__What you need to do__
Could you retype exactly the lines running from the line with "Target: yellow plastic container" to the end of the data, both included, and nothing else?

__Data for this exercise__
[Start of section]
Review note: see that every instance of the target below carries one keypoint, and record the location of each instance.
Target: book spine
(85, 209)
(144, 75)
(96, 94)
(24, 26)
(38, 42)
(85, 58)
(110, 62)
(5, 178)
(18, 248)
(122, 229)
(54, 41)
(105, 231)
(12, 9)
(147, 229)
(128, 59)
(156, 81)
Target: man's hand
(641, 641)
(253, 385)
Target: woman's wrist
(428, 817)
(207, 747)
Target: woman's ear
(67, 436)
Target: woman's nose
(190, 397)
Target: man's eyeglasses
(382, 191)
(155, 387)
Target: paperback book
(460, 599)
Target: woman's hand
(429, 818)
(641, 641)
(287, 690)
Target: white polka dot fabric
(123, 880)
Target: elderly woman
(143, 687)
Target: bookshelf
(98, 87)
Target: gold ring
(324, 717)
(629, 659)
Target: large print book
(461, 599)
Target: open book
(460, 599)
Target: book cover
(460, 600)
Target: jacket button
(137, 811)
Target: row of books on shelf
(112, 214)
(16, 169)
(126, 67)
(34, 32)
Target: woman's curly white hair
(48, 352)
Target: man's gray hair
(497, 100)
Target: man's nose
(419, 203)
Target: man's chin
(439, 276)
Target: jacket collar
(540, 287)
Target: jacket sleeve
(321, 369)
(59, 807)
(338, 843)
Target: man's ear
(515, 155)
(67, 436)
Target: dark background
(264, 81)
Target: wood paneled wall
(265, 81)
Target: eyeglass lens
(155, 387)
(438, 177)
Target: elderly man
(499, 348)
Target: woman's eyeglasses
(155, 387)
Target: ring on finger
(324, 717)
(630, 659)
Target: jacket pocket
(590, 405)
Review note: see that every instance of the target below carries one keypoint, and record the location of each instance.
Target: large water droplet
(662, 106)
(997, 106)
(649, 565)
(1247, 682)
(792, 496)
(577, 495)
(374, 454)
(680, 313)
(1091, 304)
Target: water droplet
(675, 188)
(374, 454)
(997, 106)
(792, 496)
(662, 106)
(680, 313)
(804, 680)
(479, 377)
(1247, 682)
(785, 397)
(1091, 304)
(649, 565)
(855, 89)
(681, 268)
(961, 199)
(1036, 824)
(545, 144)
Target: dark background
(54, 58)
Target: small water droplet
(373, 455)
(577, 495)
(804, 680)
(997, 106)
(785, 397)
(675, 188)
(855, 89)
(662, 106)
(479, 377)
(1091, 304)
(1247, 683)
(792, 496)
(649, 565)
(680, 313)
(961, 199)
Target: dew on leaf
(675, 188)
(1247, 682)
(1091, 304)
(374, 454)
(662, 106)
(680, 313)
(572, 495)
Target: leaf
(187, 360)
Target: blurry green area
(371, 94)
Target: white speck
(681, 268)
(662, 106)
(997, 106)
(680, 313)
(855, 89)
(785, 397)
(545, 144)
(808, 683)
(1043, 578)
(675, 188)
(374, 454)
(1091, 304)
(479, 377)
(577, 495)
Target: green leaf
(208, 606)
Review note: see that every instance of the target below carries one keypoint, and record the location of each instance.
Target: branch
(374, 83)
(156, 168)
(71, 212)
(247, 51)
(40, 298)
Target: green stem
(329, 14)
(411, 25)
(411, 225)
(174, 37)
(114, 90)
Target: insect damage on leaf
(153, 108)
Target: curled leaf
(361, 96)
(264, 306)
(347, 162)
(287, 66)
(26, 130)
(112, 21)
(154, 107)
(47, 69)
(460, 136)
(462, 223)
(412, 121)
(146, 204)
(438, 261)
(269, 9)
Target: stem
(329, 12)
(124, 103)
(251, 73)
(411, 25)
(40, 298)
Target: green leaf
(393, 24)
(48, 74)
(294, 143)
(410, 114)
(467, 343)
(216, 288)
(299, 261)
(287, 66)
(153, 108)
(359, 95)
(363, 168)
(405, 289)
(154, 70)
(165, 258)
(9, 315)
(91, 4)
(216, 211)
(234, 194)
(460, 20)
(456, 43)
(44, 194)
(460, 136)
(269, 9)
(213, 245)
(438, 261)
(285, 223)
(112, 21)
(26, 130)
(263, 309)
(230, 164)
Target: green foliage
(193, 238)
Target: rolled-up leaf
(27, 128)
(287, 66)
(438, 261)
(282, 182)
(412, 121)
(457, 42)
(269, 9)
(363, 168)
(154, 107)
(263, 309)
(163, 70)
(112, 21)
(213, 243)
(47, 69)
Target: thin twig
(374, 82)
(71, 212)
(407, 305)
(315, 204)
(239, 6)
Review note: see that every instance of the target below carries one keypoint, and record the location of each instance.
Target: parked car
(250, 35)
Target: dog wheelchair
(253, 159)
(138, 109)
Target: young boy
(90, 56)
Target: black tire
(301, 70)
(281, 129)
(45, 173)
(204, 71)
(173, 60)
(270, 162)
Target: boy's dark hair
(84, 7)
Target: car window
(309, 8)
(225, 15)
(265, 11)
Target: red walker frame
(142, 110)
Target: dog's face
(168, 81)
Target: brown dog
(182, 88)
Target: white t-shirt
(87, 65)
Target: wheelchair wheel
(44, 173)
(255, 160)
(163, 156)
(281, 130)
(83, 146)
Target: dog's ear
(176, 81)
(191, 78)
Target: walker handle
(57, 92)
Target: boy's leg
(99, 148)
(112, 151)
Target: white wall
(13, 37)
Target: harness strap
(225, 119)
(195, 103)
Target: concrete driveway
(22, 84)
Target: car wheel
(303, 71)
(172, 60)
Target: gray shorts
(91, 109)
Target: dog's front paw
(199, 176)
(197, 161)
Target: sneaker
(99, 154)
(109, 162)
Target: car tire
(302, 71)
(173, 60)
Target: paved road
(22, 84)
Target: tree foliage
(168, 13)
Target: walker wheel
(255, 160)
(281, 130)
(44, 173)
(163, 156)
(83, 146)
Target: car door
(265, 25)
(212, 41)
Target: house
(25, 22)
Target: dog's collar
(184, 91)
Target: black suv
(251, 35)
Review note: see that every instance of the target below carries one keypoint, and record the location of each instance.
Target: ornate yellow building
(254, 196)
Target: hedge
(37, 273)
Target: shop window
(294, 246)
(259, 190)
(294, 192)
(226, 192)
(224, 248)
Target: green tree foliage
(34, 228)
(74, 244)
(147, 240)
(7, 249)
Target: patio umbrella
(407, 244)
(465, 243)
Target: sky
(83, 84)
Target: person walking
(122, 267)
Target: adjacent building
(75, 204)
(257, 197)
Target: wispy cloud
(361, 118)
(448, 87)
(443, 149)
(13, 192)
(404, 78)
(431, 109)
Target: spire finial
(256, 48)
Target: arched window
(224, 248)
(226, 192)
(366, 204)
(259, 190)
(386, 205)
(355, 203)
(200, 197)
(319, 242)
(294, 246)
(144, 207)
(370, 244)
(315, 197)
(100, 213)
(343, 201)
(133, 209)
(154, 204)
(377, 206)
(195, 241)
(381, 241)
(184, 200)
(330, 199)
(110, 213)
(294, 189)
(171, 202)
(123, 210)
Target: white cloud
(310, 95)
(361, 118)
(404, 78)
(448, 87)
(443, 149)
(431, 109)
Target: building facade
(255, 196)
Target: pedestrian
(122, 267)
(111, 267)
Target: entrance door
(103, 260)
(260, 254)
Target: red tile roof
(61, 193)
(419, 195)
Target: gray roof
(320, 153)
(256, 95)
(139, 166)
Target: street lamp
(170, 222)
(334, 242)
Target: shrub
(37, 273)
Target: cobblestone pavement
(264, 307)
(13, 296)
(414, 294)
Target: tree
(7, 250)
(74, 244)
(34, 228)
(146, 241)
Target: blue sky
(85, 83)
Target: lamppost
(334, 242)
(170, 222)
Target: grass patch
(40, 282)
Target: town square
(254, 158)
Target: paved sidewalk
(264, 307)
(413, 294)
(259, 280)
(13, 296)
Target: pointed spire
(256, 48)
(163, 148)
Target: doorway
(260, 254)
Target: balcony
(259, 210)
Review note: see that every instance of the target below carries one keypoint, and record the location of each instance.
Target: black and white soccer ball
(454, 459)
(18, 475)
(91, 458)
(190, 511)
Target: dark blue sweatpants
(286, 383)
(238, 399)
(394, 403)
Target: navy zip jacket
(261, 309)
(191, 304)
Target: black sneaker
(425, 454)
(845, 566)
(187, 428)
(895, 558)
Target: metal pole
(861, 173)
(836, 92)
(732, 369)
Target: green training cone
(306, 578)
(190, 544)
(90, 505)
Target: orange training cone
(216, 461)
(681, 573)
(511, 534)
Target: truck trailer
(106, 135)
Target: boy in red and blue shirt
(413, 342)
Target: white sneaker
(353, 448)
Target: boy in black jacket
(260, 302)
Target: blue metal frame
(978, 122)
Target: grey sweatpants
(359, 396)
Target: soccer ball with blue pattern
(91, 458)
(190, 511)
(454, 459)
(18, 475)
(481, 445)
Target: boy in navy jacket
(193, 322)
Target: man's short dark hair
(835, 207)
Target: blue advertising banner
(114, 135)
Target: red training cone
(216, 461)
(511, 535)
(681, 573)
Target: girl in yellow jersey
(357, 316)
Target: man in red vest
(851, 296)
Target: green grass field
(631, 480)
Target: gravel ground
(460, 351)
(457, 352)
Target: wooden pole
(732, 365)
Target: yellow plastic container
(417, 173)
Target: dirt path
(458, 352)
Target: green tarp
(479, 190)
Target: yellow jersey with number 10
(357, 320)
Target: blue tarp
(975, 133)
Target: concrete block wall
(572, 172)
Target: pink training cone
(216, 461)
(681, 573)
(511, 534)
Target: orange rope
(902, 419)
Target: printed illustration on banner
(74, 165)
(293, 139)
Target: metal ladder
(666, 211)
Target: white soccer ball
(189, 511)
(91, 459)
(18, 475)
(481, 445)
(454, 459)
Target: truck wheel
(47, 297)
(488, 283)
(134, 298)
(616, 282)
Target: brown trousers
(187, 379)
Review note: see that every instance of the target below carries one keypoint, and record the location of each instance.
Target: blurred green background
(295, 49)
[End of section]
__Worked solution__
Target: yellow plastic container
(417, 173)
Target: dirt path
(458, 352)
Target: green tarp
(479, 190)
Target: yellow jersey with number 10
(357, 320)
Target: blue tarp
(975, 133)
Target: concrete block wall
(572, 172)
Target: pink training cone
(216, 461)
(681, 573)
(511, 534)
Target: orange rope
(902, 419)
Target: printed illustration on banner
(74, 165)
(293, 139)
Target: metal ladder
(666, 211)
Target: white soccer ball
(189, 511)
(91, 459)
(18, 475)
(481, 445)
(454, 459)
Target: truck wheel
(47, 297)
(488, 283)
(134, 298)
(616, 282)
Target: brown trousers
(187, 379)
Review note: see that every instance of the target below carries one keypoint, and record the location of each instance.
Target: blurred green background
(295, 49)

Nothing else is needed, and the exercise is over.